* Stated problem 1
Filter the listing below, keeping every line that contains the string "logo". Case counts.

* Text excerpt
I think we've got this thing teed up to deliver really good results in the years ahead..
Got it. That's helpful, Jeff. Thank you. Just one quick clarification on the MOUs at Cameron LNG and the Vista Pacifica. That would be the additional capex there.
What kind of the balance sheet grew? Would you need equity for that additional capex or you think you can absorb that would in the context of upside to the capex plan?.
Right. Yeah. Justin talked about this opportunity that we're working on for $10 million tons per annum of new capacity. They have a self-funded business model today where they can resource third-party equity at the project level. They can also call in their equity partners.
And one of the things that's really exciting about the Sempra Infrastructure transaction was, we set that business up with an investment-grade balance sheet and a mandate that they self-fund their business.
And when they can return capital to the parent to support our share repurchases and our dividend program and our growth and our utilities, they can do that.
So I think one of the things that Trevor oftentimes says is, that business produces a flywheel of cash, and that has been very instrumental to Sempra success in growing this utility platform, and we'll look to them to help finance their growth on LNG side..
Got it. Thank you so much, guys. Appreciate the update today..
Thank you for joining us..
Our next question comes from Steve Fleishman with Wolfe Research. Please go ahead..
Good morning, Steve..
Hey, hi. I guess it's afternoon here. The -- just a follow-up on LNG and specifically Cameron.

(Position annotation records)

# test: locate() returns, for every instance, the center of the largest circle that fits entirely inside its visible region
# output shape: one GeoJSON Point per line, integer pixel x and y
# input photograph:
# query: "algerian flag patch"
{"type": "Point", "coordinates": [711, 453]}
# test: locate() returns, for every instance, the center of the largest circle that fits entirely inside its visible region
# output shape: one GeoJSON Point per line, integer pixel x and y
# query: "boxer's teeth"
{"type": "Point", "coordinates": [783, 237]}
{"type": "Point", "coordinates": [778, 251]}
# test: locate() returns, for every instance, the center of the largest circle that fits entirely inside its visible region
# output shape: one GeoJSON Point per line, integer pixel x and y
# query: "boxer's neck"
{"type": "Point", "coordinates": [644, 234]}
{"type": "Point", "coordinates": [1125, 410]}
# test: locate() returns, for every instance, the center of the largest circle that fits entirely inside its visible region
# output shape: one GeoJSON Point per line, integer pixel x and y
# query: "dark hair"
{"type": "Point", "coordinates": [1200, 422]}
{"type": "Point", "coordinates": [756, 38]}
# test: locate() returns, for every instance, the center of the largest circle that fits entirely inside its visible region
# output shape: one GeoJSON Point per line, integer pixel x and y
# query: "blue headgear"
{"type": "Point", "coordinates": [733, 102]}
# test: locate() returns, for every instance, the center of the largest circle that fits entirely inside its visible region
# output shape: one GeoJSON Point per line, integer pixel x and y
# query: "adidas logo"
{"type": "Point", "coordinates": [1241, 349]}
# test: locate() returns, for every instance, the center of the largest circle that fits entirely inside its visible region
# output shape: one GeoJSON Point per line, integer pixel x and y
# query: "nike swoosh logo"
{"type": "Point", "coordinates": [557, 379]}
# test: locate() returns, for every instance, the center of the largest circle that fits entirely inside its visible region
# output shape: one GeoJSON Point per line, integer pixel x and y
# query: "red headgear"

* Stated problem 2
Answer these questions about the call transcript above:
(a) At which two projects are the MOUs mentioned in the clarification request?
(b) According to what Trevor often says, what does that business produce?
(c) Which firm is Steve Fleishman with?

* Response 1
# query: "adidas logo"
# query: "nike swoosh logo"

* Response 2
(a) Cameron LNG and the Vista Pacifica
(b) A flywheel of cash
(c) Wolfe Research